Goal of the exercise:
Report, from the records below, every line where the word "oven" appears.

Given records:
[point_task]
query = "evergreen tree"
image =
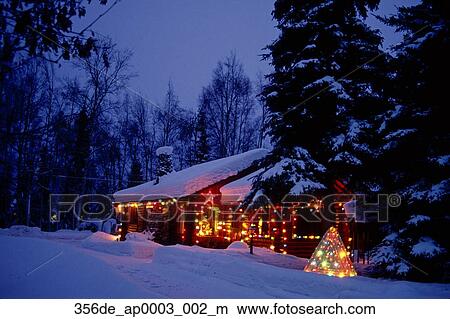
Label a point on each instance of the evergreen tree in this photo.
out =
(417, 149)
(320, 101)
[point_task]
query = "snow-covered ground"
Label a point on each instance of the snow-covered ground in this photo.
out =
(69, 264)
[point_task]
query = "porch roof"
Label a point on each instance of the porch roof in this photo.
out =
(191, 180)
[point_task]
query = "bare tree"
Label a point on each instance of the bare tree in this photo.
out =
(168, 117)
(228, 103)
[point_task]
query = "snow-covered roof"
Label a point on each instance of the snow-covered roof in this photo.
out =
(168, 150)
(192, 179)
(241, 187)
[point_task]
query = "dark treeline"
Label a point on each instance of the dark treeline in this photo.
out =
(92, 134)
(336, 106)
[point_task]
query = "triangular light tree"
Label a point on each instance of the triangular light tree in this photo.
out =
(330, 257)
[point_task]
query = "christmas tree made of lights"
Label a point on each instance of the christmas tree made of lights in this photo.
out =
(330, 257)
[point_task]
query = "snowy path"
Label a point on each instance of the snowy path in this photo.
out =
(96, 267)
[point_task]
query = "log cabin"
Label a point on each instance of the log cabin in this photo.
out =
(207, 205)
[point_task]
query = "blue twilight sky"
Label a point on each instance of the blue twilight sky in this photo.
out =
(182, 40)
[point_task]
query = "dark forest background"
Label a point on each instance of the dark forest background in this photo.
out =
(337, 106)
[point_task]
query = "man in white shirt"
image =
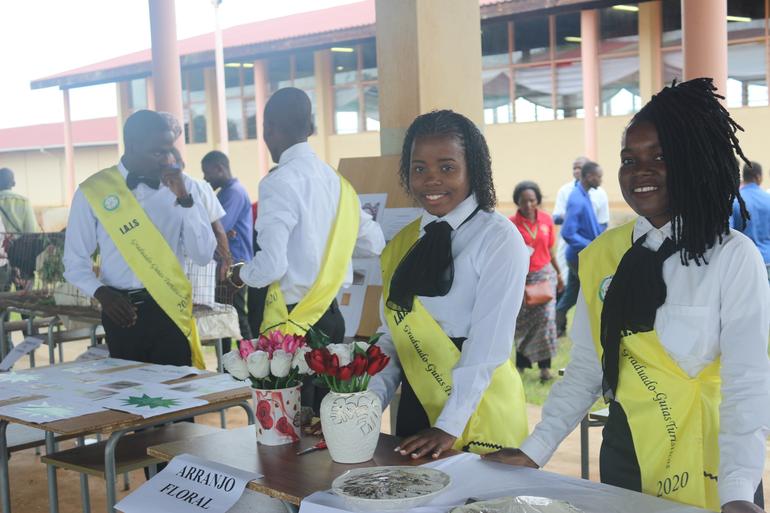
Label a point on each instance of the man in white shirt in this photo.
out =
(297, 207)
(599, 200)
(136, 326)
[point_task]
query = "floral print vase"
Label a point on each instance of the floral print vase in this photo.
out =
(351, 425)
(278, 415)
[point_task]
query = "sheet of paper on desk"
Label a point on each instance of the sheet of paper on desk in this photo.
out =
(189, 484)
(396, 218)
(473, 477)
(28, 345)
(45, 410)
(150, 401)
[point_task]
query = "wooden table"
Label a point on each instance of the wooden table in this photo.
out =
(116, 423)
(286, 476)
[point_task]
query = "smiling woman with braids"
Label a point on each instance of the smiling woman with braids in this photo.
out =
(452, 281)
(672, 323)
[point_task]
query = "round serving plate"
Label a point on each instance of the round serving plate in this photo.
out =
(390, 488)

==

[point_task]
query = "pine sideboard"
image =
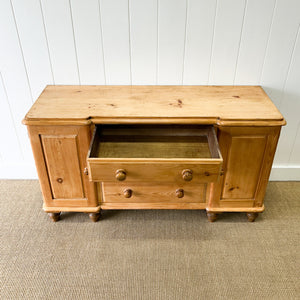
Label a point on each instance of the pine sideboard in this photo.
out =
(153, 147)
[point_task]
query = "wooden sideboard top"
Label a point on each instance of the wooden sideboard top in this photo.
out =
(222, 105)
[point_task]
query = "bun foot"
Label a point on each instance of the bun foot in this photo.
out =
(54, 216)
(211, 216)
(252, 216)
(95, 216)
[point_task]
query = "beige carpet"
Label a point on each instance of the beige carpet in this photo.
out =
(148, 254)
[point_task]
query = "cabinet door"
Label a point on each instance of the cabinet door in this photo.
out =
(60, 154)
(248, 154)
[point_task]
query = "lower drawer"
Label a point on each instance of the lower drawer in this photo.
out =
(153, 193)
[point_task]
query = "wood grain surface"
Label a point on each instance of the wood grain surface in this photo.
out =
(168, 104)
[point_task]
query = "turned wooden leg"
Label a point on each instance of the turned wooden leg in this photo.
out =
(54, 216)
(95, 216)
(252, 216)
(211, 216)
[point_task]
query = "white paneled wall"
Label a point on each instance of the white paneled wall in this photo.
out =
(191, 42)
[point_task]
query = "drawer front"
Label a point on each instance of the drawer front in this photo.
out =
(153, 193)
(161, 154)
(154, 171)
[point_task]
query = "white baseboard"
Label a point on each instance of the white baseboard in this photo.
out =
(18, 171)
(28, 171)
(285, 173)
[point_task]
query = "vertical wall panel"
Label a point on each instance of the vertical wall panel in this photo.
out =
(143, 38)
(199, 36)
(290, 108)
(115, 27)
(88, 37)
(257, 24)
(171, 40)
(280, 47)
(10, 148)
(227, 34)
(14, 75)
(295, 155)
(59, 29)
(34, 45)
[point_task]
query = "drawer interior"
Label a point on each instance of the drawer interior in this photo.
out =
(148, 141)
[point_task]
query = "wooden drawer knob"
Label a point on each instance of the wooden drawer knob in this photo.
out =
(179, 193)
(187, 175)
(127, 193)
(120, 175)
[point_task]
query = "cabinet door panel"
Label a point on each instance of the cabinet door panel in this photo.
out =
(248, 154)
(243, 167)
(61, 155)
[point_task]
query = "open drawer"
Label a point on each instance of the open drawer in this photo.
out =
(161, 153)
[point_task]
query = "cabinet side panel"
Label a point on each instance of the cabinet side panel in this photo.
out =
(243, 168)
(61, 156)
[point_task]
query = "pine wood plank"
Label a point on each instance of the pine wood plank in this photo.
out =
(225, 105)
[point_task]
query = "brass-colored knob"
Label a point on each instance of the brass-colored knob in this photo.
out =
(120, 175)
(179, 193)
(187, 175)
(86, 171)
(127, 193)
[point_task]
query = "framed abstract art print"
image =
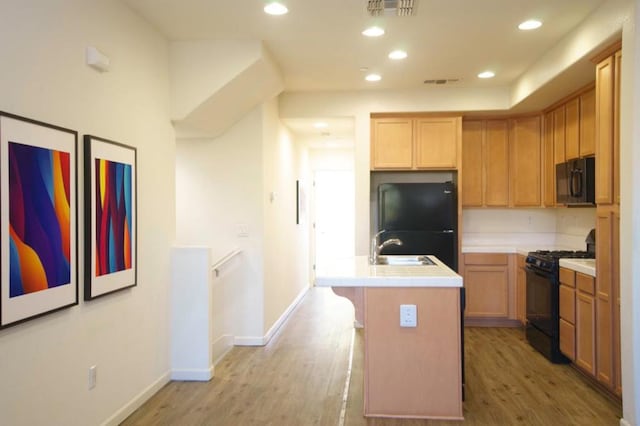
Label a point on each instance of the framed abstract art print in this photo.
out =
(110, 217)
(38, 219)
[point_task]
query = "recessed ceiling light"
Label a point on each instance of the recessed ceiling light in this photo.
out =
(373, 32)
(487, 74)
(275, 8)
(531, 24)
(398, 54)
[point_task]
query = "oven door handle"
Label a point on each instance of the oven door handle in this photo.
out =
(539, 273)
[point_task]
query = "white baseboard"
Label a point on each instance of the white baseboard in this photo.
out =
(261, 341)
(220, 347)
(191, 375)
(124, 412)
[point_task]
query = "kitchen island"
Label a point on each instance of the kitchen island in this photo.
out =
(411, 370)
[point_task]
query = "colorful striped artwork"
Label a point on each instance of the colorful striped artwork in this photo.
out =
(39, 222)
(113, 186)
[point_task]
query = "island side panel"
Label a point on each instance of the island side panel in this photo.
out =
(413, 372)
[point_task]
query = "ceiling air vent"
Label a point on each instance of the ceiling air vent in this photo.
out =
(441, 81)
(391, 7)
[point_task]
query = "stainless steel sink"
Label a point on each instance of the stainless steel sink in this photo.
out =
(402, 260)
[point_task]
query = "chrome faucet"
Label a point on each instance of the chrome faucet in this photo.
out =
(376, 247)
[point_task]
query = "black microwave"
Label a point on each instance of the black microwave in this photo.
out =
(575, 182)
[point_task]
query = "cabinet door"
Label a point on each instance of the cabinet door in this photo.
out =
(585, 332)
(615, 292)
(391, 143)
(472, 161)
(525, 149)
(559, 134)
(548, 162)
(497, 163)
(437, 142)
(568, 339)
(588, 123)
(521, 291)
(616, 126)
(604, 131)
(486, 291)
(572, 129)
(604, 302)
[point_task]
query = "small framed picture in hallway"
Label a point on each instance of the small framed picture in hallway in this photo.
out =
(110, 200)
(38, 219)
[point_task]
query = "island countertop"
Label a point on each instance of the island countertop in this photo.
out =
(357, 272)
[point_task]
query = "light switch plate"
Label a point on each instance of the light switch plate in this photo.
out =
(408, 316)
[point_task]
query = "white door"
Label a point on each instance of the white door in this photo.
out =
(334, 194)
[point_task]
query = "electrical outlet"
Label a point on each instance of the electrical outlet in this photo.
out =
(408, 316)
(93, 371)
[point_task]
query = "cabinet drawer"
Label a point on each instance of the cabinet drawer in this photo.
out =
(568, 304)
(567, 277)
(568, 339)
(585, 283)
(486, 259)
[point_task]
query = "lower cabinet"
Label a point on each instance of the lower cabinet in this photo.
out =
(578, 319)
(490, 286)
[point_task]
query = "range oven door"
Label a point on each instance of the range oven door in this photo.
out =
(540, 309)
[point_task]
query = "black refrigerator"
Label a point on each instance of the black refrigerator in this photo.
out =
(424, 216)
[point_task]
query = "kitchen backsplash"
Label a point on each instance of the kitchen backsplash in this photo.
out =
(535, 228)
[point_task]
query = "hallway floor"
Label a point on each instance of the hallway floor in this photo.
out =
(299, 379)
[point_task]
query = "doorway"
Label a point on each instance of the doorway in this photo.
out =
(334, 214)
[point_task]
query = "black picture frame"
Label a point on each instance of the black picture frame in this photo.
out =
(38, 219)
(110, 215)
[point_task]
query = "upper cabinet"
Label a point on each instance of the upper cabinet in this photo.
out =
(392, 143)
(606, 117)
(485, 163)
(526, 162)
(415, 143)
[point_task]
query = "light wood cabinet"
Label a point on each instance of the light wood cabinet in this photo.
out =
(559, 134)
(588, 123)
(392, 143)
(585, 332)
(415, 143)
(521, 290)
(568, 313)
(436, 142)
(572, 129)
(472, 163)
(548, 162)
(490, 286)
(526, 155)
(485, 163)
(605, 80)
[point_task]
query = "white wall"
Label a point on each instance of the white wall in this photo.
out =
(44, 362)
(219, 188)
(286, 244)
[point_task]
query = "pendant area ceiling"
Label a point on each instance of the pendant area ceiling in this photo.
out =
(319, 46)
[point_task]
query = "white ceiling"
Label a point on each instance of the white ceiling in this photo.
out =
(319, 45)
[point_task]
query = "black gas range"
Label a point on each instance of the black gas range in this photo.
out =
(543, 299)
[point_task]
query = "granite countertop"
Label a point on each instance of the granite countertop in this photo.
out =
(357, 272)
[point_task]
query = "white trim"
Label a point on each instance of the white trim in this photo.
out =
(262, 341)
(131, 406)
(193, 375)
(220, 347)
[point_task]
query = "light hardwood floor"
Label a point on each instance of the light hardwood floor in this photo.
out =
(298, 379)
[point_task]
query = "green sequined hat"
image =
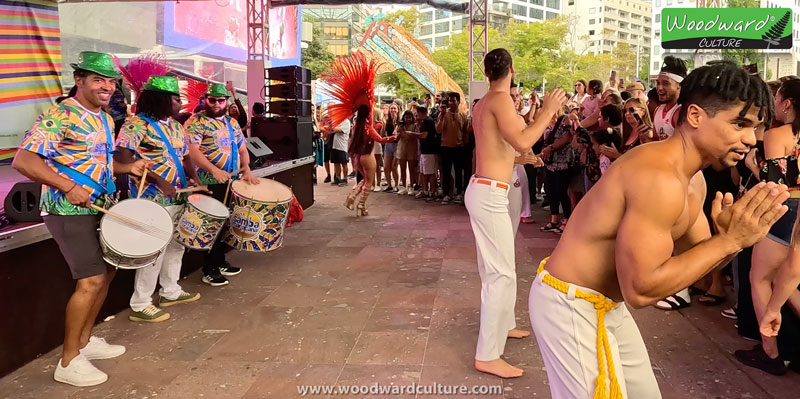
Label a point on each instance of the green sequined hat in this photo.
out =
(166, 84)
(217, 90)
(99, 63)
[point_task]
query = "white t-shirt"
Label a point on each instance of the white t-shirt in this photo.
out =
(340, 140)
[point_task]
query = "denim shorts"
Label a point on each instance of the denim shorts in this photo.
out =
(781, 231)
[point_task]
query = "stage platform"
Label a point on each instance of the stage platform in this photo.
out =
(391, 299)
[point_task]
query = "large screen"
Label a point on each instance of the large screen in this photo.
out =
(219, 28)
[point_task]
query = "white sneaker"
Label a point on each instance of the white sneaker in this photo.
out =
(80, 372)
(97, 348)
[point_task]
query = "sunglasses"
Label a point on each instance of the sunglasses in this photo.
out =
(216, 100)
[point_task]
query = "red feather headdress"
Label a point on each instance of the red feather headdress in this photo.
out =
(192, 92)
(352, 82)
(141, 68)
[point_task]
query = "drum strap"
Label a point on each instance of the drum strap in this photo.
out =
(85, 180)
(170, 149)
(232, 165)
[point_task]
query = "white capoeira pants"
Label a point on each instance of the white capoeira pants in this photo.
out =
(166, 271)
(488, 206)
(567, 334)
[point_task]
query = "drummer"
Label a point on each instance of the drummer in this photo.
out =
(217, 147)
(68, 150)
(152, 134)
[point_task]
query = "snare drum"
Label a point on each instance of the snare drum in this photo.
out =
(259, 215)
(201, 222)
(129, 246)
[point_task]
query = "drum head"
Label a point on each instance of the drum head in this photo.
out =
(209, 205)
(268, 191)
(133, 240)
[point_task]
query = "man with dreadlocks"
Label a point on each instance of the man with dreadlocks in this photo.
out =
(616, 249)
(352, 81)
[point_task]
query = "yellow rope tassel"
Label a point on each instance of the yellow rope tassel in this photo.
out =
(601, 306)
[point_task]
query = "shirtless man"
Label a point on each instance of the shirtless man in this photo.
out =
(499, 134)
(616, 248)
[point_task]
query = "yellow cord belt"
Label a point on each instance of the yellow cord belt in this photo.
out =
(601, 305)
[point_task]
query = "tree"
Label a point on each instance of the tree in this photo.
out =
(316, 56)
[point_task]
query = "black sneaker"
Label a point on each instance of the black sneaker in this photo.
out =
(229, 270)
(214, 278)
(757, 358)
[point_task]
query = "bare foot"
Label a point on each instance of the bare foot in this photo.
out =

Written response:
query = "oven door handle"
Label a point on each instance of the oven door handle in this photo.
query = "range oven door"
Label a point on each instance of the range oven door in this photo.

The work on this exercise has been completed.